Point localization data
##########
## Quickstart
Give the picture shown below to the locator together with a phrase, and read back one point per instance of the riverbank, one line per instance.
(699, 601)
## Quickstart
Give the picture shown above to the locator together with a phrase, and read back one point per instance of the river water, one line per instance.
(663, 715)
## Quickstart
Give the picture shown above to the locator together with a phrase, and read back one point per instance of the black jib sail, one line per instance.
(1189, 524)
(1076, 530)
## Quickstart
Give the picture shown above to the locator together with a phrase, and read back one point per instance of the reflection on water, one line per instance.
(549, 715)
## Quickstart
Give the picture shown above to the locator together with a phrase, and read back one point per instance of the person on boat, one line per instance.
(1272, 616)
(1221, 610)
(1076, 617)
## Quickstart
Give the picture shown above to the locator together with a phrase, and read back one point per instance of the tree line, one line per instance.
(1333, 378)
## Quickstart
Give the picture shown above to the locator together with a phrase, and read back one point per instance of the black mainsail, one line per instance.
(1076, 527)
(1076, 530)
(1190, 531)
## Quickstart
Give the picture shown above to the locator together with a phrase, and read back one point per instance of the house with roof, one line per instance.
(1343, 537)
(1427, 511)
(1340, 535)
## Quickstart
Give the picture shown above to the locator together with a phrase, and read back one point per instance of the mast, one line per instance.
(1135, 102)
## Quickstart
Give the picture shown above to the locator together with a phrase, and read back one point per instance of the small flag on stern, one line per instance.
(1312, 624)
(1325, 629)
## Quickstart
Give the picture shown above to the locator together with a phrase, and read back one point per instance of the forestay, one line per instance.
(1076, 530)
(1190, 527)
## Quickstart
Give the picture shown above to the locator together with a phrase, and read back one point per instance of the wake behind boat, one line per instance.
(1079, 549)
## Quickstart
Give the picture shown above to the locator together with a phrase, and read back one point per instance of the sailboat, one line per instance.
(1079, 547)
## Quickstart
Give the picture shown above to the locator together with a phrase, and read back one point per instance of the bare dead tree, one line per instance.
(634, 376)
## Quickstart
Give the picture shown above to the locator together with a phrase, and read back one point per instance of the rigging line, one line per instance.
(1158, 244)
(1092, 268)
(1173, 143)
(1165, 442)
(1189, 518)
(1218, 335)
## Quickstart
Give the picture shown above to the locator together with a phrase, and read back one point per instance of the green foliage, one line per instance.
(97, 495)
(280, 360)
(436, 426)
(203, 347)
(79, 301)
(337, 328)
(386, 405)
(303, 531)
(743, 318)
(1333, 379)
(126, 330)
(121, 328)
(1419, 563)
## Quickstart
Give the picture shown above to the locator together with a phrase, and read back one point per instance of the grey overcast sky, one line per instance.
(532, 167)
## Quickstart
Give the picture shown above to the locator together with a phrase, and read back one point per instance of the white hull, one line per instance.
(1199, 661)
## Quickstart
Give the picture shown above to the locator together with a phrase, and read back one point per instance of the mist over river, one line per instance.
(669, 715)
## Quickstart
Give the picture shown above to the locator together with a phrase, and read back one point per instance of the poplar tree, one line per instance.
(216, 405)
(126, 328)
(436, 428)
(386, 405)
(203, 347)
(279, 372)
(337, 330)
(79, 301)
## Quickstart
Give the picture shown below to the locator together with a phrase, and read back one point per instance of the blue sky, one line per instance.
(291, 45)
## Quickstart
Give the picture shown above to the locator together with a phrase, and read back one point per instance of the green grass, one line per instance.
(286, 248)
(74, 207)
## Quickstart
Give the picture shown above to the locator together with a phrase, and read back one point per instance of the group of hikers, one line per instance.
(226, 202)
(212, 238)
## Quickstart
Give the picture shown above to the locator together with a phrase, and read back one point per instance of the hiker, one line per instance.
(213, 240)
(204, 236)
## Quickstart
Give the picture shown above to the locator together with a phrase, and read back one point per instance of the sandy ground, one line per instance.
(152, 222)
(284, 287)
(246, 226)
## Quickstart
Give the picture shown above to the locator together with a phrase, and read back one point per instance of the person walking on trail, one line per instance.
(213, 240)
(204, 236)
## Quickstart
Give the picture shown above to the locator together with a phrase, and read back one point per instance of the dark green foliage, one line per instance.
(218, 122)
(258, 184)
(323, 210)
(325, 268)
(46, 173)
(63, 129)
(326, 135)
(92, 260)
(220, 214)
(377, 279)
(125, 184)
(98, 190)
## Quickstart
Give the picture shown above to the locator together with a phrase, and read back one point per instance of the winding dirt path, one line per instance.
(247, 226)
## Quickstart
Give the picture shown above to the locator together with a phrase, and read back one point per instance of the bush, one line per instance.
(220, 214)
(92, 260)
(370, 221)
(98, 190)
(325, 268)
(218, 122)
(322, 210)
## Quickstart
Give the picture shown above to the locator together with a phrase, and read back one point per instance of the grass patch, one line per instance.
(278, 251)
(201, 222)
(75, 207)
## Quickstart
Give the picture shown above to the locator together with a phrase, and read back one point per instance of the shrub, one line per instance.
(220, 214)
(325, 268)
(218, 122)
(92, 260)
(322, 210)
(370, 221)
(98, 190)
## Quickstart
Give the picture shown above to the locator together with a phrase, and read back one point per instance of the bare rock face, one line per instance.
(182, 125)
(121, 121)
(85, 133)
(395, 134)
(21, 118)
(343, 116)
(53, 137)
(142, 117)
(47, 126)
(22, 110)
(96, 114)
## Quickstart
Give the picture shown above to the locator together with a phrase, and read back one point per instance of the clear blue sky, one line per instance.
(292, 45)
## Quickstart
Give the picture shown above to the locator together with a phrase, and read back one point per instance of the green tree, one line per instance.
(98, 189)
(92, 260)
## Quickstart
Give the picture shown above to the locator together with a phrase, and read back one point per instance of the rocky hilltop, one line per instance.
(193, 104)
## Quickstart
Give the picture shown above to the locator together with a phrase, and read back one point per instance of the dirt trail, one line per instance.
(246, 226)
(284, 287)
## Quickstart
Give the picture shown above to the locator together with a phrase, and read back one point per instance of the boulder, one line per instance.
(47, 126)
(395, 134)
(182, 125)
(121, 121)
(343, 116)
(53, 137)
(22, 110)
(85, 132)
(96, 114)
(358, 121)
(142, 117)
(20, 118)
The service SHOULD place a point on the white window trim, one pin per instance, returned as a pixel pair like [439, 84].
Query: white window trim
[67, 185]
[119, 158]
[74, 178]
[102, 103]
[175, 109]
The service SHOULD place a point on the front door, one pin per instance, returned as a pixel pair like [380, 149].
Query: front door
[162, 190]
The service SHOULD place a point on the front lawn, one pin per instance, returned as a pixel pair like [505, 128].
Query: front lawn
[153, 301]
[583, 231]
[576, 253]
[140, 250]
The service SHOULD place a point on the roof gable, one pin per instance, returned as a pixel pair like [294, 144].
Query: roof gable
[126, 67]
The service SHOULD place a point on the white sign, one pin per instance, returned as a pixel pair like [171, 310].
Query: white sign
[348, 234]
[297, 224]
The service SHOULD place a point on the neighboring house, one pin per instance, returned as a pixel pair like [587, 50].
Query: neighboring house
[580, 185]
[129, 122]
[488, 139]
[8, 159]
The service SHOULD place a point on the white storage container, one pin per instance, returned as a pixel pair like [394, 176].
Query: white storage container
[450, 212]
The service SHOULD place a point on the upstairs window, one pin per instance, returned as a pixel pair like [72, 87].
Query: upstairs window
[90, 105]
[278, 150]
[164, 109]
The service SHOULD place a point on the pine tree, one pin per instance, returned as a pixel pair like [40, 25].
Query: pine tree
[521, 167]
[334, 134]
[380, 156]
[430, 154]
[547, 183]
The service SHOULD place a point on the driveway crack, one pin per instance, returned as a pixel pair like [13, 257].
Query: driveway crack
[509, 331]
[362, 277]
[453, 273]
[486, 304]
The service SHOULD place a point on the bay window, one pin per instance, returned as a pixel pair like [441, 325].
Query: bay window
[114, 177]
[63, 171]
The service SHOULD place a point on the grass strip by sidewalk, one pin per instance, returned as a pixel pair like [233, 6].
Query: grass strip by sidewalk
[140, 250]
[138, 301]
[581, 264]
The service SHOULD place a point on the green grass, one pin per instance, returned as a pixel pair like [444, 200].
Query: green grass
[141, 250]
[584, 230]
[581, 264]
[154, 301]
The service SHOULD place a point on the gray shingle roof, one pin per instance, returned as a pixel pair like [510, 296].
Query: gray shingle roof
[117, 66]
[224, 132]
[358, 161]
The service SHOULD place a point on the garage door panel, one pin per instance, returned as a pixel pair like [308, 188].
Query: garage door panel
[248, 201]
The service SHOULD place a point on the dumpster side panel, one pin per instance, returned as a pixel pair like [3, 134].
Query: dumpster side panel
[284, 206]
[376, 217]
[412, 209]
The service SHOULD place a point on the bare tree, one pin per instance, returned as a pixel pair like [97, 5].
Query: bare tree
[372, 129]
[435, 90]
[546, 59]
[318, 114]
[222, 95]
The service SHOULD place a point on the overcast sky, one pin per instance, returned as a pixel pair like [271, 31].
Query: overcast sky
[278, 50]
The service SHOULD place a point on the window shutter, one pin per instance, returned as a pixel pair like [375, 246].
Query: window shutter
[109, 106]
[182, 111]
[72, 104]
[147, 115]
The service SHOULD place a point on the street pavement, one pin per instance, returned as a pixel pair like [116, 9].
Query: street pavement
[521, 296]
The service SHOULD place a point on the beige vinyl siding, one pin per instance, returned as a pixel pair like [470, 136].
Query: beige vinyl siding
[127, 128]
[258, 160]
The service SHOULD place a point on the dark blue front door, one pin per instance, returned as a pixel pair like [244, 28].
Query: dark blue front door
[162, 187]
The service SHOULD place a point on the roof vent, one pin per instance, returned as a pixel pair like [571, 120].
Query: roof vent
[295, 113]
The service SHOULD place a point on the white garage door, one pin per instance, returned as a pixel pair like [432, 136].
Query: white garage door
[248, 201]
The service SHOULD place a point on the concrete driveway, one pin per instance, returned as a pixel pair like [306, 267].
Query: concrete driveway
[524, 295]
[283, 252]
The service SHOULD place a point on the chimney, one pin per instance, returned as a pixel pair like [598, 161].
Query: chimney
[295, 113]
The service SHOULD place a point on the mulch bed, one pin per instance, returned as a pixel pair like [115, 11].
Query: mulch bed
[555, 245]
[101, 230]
##########
• _The problem_
From the records above, give again exactly the lines running from the line with "green tree, one line per instance." to the line with "The service SHOULD place a point on the front lawn, one", inclusive.

• _Expected answer_
Give the picture shown above to the locator together with a phrase, and read back one point per instance of the green tree, one line per instance.
(98, 189)
(92, 260)
## Quickstart
Give the picture shown above to the locator together with a phrase, and read back one point per instance of the rocky hilltop, one line per instance.
(193, 104)
## Quickstart
Give the picture shown above to the locator together with a phrase, and read back one point per instance of the dirt trail, one line per instance.
(246, 226)
(284, 287)
## Quickstart
Give the picture shown above to the locator together with a phrase, and read back one point per instance of the boulder, one line per instance.
(47, 126)
(395, 134)
(182, 125)
(121, 121)
(343, 116)
(53, 137)
(22, 110)
(85, 132)
(96, 114)
(358, 121)
(142, 117)
(20, 118)
The service SHOULD place a point on the white window trim, one pin per instance, returned as a pixel pair like [439, 84].
Query: white window trim
[67, 185]
[119, 158]
[74, 178]
[102, 103]
[175, 109]
The service SHOULD place a point on the front door, one pin per instance, returned as a pixel pair like [380, 149].
Query: front door
[162, 190]
The service SHOULD place a point on the front lawn, one pin per instance, returned as a pixel pair like [505, 128].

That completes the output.